** Opening TASK MATERIAL block **

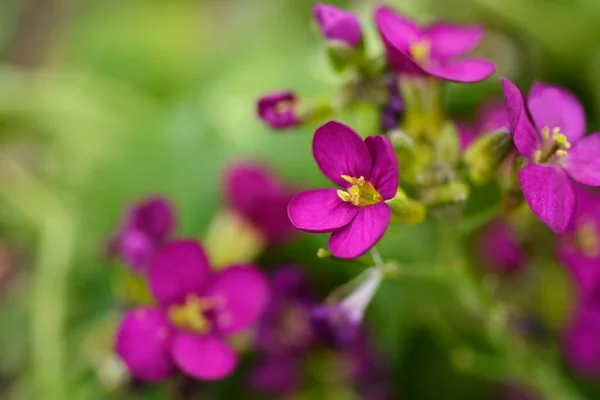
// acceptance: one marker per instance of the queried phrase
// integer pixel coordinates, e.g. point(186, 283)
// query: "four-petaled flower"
point(260, 198)
point(367, 173)
point(336, 24)
point(549, 131)
point(196, 310)
point(145, 227)
point(278, 110)
point(432, 50)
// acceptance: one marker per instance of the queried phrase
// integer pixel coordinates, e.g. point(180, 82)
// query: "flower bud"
point(485, 155)
point(278, 109)
point(338, 25)
point(406, 210)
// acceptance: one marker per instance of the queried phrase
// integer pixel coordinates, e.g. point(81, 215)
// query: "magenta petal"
point(582, 162)
point(468, 70)
point(553, 106)
point(385, 174)
point(244, 292)
point(449, 40)
point(320, 210)
point(526, 137)
point(203, 357)
point(143, 344)
point(399, 31)
point(339, 150)
point(178, 269)
point(362, 233)
point(549, 193)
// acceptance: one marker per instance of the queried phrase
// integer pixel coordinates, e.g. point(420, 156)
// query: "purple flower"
point(490, 117)
point(260, 198)
point(197, 309)
point(499, 248)
point(433, 50)
point(579, 247)
point(548, 130)
point(581, 342)
point(367, 173)
point(278, 109)
point(145, 228)
point(336, 24)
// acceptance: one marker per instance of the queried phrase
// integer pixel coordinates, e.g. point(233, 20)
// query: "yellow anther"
point(546, 132)
point(190, 315)
point(345, 196)
point(420, 51)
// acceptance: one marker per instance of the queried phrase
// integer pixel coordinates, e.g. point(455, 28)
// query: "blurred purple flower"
point(339, 25)
point(357, 215)
point(196, 310)
point(579, 247)
point(499, 248)
point(145, 228)
point(434, 50)
point(261, 198)
point(581, 341)
point(278, 109)
point(549, 131)
point(491, 117)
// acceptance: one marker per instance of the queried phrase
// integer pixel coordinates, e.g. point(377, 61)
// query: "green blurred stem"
point(56, 232)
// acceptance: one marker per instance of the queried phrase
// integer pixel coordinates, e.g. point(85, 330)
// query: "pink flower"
point(197, 309)
point(433, 50)
point(260, 198)
point(336, 24)
point(549, 131)
point(278, 109)
point(367, 173)
point(145, 227)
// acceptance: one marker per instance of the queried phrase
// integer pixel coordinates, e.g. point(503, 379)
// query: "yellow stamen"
point(190, 316)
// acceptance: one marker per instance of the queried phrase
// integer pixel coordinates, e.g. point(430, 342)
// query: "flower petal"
point(525, 135)
point(143, 341)
point(582, 162)
point(203, 357)
point(468, 70)
point(549, 193)
point(244, 292)
point(320, 210)
point(339, 150)
point(385, 173)
point(360, 235)
point(450, 40)
point(396, 29)
point(554, 106)
point(178, 269)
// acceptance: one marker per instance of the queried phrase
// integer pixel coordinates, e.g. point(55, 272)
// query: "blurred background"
point(103, 102)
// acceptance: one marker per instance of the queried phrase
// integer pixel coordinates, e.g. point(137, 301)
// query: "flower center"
point(587, 238)
point(191, 315)
point(361, 193)
point(554, 146)
point(420, 51)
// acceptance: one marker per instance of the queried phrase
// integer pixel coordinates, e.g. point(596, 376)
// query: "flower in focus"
point(356, 214)
point(338, 25)
point(549, 131)
point(145, 228)
point(500, 249)
point(260, 198)
point(579, 247)
point(581, 344)
point(197, 309)
point(490, 117)
point(433, 50)
point(278, 109)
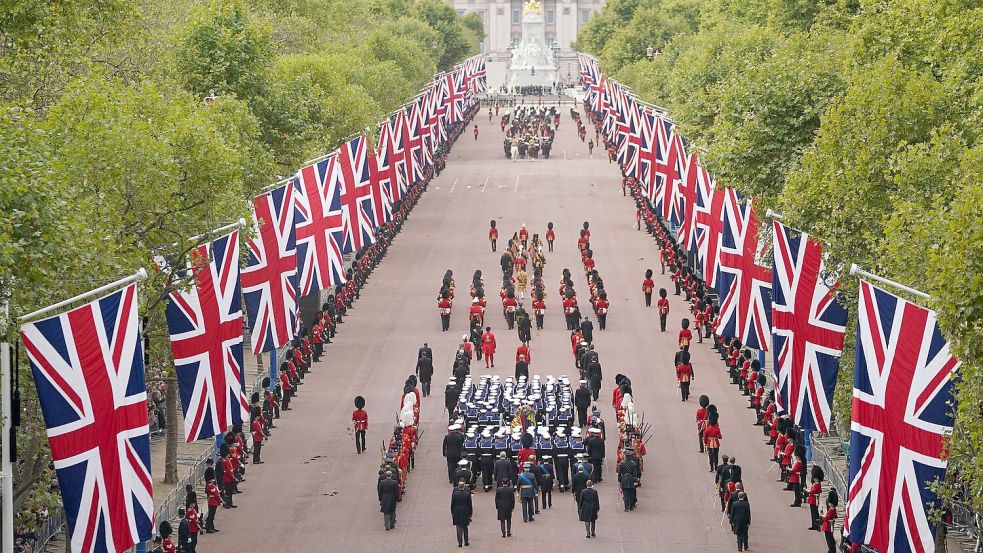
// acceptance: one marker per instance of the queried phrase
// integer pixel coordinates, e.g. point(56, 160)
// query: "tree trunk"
point(170, 452)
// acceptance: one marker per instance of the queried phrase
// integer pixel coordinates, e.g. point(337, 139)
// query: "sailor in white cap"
point(453, 449)
point(464, 473)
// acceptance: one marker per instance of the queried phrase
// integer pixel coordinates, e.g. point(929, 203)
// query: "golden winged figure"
point(533, 7)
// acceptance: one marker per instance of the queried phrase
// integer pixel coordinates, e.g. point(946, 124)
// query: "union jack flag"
point(205, 324)
point(88, 369)
point(454, 89)
point(629, 135)
point(319, 263)
point(413, 143)
point(902, 396)
point(669, 171)
point(808, 327)
point(744, 286)
point(698, 188)
point(383, 179)
point(269, 280)
point(352, 177)
point(397, 141)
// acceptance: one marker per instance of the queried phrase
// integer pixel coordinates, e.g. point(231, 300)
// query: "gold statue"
point(532, 7)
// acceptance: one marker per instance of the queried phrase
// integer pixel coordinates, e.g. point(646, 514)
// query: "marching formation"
point(709, 238)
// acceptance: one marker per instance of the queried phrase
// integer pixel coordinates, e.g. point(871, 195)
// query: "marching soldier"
point(647, 286)
point(493, 235)
point(663, 306)
point(444, 308)
point(488, 347)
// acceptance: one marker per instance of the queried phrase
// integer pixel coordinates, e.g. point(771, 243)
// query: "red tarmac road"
point(313, 493)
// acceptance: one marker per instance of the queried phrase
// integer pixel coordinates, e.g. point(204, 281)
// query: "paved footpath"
point(315, 494)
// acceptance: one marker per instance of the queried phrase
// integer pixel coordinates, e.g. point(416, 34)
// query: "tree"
point(458, 40)
point(227, 50)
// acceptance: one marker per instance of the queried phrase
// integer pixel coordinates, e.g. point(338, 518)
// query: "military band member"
point(453, 448)
point(505, 504)
point(663, 306)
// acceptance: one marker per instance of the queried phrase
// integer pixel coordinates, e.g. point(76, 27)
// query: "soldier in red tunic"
point(488, 347)
point(360, 423)
point(647, 286)
point(663, 306)
point(444, 306)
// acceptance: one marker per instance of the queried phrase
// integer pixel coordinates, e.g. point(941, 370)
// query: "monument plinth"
point(532, 60)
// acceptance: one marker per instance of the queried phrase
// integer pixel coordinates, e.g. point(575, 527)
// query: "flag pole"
point(6, 466)
point(856, 270)
point(138, 276)
point(238, 224)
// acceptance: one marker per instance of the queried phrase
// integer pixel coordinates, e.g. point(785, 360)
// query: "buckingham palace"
point(503, 21)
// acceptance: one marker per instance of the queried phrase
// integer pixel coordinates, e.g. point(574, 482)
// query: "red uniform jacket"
point(360, 419)
point(523, 350)
point(488, 342)
point(214, 499)
point(648, 286)
point(257, 428)
point(684, 372)
point(712, 437)
point(828, 520)
point(685, 337)
point(814, 491)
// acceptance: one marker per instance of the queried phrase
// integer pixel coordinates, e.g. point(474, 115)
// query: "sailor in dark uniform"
point(562, 449)
point(486, 450)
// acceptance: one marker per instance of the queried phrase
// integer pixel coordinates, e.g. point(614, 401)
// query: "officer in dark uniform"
point(453, 449)
point(486, 459)
point(424, 369)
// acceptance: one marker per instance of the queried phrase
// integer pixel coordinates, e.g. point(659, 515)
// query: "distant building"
point(503, 21)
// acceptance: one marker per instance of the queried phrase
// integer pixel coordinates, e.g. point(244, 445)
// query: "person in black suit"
point(424, 369)
point(590, 504)
point(505, 504)
point(740, 516)
point(388, 490)
point(461, 511)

** Closing TASK MATERIAL block **

__GOAL OF THE EXERCISE__
Pictures are to be left out; all other data must be returned exactly.

__ANSWER BOX__
// acceptance: one marker per instance of the queried phrase
// integer pixel coordinates, e.g. point(186, 283)
// query: "four-petaled flower"
point(260, 198)
point(367, 173)
point(336, 24)
point(549, 131)
point(196, 310)
point(145, 227)
point(278, 110)
point(432, 50)
// acceptance: one marker per instance of the queried phrase
// integer pixel coordinates, e.g. point(180, 82)
// query: "flower bud"
point(485, 155)
point(278, 109)
point(338, 25)
point(406, 210)
// acceptance: one marker per instance of the queried phrase
// integer pixel coordinates, e.g. point(81, 215)
// query: "magenta petal"
point(582, 162)
point(468, 70)
point(553, 106)
point(385, 174)
point(244, 292)
point(449, 40)
point(320, 210)
point(526, 137)
point(203, 357)
point(143, 344)
point(399, 31)
point(339, 150)
point(178, 269)
point(362, 233)
point(549, 193)
// acceptance: one marker per instance of the queried phrase
// integer pixel coordinates, e.g. point(420, 156)
// query: "purple flower"
point(490, 117)
point(260, 198)
point(197, 309)
point(499, 248)
point(433, 50)
point(579, 247)
point(548, 130)
point(581, 342)
point(367, 173)
point(278, 109)
point(145, 228)
point(336, 24)
// acceptance: one marker per instance of the queried phrase
// integer pixel coordinates, e.g. point(233, 20)
// query: "yellow anther"
point(546, 132)
point(190, 315)
point(345, 196)
point(420, 51)
// acceptance: one marker per instance of the queried phrase
// integer pixel coordinates, e.g. point(455, 28)
// query: "blurred purple flower"
point(339, 25)
point(357, 215)
point(196, 310)
point(579, 247)
point(499, 248)
point(145, 228)
point(434, 50)
point(261, 198)
point(581, 341)
point(278, 109)
point(549, 131)
point(491, 117)
// acceptance: one marker per instance of the queried phrase
// integer pixel coordinates, e.g. point(377, 61)
// query: "green blurred stem"
point(56, 232)
// acceptance: one marker per instance of the queried phrase
// integer pixel coordinates, e.g. point(85, 330)
// query: "pink flower"
point(197, 309)
point(433, 50)
point(260, 198)
point(336, 24)
point(549, 131)
point(278, 109)
point(367, 173)
point(145, 227)
// acceptance: one marker per instance of the queried phrase
// integer pixel coordinates, e.g. point(503, 379)
// query: "yellow stamen"
point(190, 316)
// acceptance: one marker per instance of the queried phrase
// integer pixel coordinates, e.g. point(430, 342)
// query: "flower petal"
point(525, 135)
point(143, 341)
point(582, 162)
point(203, 357)
point(468, 70)
point(549, 193)
point(244, 292)
point(320, 210)
point(339, 150)
point(385, 173)
point(360, 235)
point(450, 40)
point(396, 29)
point(554, 106)
point(178, 269)
// acceptance: one marker per instance of the queried phrase
// integer pixel coordinates, e.g. point(55, 272)
// query: "blurred background"
point(103, 102)
// acceptance: one marker per instance of the queried phrase
// integer pixel coordinates, e.g. point(137, 301)
// query: "flower center"
point(587, 238)
point(191, 315)
point(361, 193)
point(554, 146)
point(420, 51)
// acceptance: one marker per instance of the queried phrase
// integer pixel coordinates, e.g. point(596, 376)
// query: "flower in focus"
point(356, 214)
point(338, 25)
point(549, 131)
point(145, 228)
point(500, 249)
point(260, 198)
point(579, 247)
point(581, 344)
point(197, 309)
point(490, 117)
point(433, 50)
point(278, 109)
// acceptance: one marker per instance of the queried phrase
// integer pixel coordinates, e.g. point(56, 160)
// query: "tree trunk"
point(170, 452)
// acceptance: one marker per instance of the queried phrase
// integer pixel coordinates, e.g. point(337, 139)
// query: "sailor in white cap"
point(453, 449)
point(464, 473)
// acceptance: one marker per instance of the queried phrase
// integer pixel coordinates, e.g. point(929, 203)
// query: "golden winged figure"
point(533, 7)
// acceptance: one marker per instance of the queried phrase
// integer pixel coordinates, e.g. point(946, 124)
// query: "union jack flag"
point(205, 324)
point(88, 369)
point(454, 89)
point(629, 135)
point(319, 263)
point(413, 143)
point(902, 396)
point(669, 171)
point(808, 327)
point(744, 286)
point(698, 188)
point(383, 179)
point(269, 280)
point(352, 177)
point(397, 141)
// acceptance: one marker per instance of the queried phrase
// integer pixel coordinates, e.g. point(231, 300)
// query: "gold statue"
point(532, 7)
// acceptance: one marker per instance of the queried phrase
// integer pixel coordinates, e.g. point(646, 514)
// query: "marching formation"
point(709, 238)
// acceptance: one marker per instance of the queried phrase
// integer pixel coordinates, e.g. point(871, 195)
// query: "marching soldier"
point(647, 286)
point(493, 235)
point(663, 306)
point(444, 308)
point(488, 347)
// acceptance: one marker per instance of the queried phrase
// integer pixel coordinates, e.g. point(771, 243)
// query: "red tarmac road"
point(313, 493)
// acceptance: one marker per instance of the queried phrase
// integer pixel coordinates, e.g. point(204, 281)
// query: "paved footpath"
point(315, 494)
// acceptance: one marker per instance of the queried phrase
// integer pixel coordinates, e.g. point(416, 34)
// query: "tree"
point(458, 40)
point(227, 50)
// acceptance: one marker per instance of the queried phrase
// integer pixel coordinates, e.g. point(338, 518)
// query: "military band member"
point(453, 448)
point(505, 504)
point(663, 306)
// acceptance: one marker per instance of the queried phrase
// integer pixel coordinates, e.g. point(76, 27)
// query: "soldier in red tunic"
point(488, 347)
point(360, 423)
point(647, 286)
point(663, 306)
point(444, 306)
// acceptance: one marker per instance of the queried phrase
// integer pixel coordinates, e.g. point(941, 370)
// query: "monument plinth"
point(532, 60)
// acceptance: one marker per instance of the queried phrase
// integer pixel coordinates, e.g. point(575, 527)
// query: "flag pole"
point(6, 466)
point(856, 270)
point(138, 276)
point(238, 224)
// acceptance: one marker per instance of the queried phrase
// integer pixel coordinates, e.g. point(785, 360)
// query: "buckingham palace"
point(503, 21)
// acceptance: one marker per instance of the queried phrase
// integer pixel coordinates, e.g. point(574, 482)
// query: "red uniform jacket"
point(360, 419)
point(523, 350)
point(488, 342)
point(214, 499)
point(648, 286)
point(257, 428)
point(684, 372)
point(712, 437)
point(828, 520)
point(685, 337)
point(814, 491)
// acceptance: one marker per instance of the queried phrase
// integer pixel coordinates, e.g. point(474, 115)
// query: "sailor in dark uniform"
point(562, 449)
point(486, 450)
// acceptance: one marker per instance of the queried phrase
// integer pixel coordinates, e.g. point(614, 401)
// query: "officer in dark uniform"
point(453, 449)
point(486, 459)
point(424, 369)
// acceptance: one marker per instance of the queried phrase
// integer pixel coordinates, e.g. point(659, 515)
// query: "distant building"
point(503, 21)
// acceptance: one marker per instance of the queried phrase
// integer pixel coordinates, e.g. point(244, 445)
// query: "person in black suit"
point(424, 369)
point(590, 504)
point(505, 504)
point(740, 516)
point(388, 490)
point(461, 511)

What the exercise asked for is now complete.